● Input for this task
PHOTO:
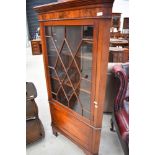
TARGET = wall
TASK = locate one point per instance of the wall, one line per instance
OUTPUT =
(32, 16)
(121, 6)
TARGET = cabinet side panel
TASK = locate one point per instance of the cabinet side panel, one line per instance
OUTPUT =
(45, 59)
(102, 57)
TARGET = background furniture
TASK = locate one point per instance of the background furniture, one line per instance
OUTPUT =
(111, 89)
(75, 38)
(34, 127)
(118, 54)
(116, 21)
(125, 30)
(120, 116)
(119, 42)
(36, 47)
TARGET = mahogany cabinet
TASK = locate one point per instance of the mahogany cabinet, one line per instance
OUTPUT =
(36, 47)
(116, 20)
(75, 38)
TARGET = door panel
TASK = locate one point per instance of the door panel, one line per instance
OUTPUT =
(70, 52)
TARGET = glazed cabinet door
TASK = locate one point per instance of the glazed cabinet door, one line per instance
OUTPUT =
(70, 53)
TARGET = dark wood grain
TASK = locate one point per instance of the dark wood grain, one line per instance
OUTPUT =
(85, 132)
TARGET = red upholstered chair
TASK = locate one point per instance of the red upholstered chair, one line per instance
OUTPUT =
(120, 115)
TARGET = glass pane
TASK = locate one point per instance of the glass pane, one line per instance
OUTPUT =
(62, 98)
(74, 74)
(86, 114)
(48, 30)
(68, 90)
(75, 105)
(84, 99)
(52, 73)
(58, 35)
(51, 51)
(66, 56)
(70, 67)
(60, 70)
(88, 32)
(74, 40)
(84, 60)
(85, 85)
(55, 85)
(54, 96)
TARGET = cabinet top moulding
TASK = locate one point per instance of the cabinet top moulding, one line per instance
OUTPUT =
(83, 8)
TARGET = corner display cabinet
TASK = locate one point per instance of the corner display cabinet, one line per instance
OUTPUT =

● Instructions to follow
Rename every "cabinet" in the records above to "cupboard" and give all the records again with nothing else changed. Leave the pictures out.

● Solution to this exercise
PHOTO:
TARGET = wall
TASK = locate one point per instance of the wall, one line per instance
OUTPUT =
(32, 16)
(121, 6)
TARGET = cupboard side panel
TASK = locate one point per instance of the cupboard side panel, one line per instance
OUTPUT =
(45, 59)
(102, 57)
TARGET = background furniture
TASK = locate one point per instance of the background furniture, one line per instance
OUTPUT =
(111, 89)
(75, 38)
(34, 127)
(118, 54)
(116, 21)
(125, 30)
(120, 116)
(119, 42)
(36, 47)
TARGET = mahogany cupboard
TASK = locate one point per instance of the mahogany cupboard, one line per instance
OUTPUT =
(36, 47)
(116, 20)
(75, 38)
TARGET = door panel
TASK = locate one point per instance of the door panel, one line per instance
OUTPUT =
(70, 52)
TARGET = glazed cupboard door
TASK = locate one point per instance of the glazed cupboard door, one line per instance
OUTPUT =
(70, 53)
TARGET = dark wood grain
TASK = locate one point per instance of the dark wood grain, one line per instance
OUTPUT =
(85, 132)
TARGET = red upholstered chair
TASK = locate one point per instance of the red upholstered chair, one line per instance
OUTPUT =
(120, 115)
TARGET = glass pane
TASK = locate one point per instance of the glass pane, one line per instance
OUTPUT =
(62, 98)
(74, 74)
(86, 114)
(48, 30)
(68, 90)
(75, 105)
(84, 99)
(52, 73)
(58, 35)
(51, 51)
(66, 56)
(70, 67)
(60, 70)
(88, 32)
(74, 40)
(84, 60)
(85, 85)
(55, 85)
(54, 96)
TARGET = cupboard top moulding
TASK = locate one point per instance of the cupboard top moulding, one line per instance
OUTPUT =
(83, 8)
TARGET = corner display cupboard
TASK = locate one point per instance of the corner display cupboard, one line per instance
OUTPUT =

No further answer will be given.